TASK BRIEF:
Gather every line in the entries below that contains the word "white", and copy each such line in full.

ENTRIES:
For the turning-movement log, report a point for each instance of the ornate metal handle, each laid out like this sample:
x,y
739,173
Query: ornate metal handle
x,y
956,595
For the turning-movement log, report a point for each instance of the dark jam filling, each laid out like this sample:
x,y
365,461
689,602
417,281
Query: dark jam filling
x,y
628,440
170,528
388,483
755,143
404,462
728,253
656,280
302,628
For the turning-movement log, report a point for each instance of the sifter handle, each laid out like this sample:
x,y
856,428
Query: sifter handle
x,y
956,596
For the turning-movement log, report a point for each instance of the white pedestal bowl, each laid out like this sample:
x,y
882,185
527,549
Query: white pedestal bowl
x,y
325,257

* * *

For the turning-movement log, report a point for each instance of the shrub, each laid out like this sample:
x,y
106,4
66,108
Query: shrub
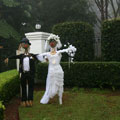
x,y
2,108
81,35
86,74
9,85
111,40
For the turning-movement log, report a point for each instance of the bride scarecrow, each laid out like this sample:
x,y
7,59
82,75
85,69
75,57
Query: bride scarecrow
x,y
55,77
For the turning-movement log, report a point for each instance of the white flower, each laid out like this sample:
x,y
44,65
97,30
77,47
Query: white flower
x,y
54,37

REPLY TO THE EXERCISE:
For the turning-movement log, report a point for each instance of the white pedestal bowl, each laid out like this sample:
Query: white pedestal bowl
For the turning-movement log, report a point for each instance of the white flower, each laid out like this sample:
Query: white flower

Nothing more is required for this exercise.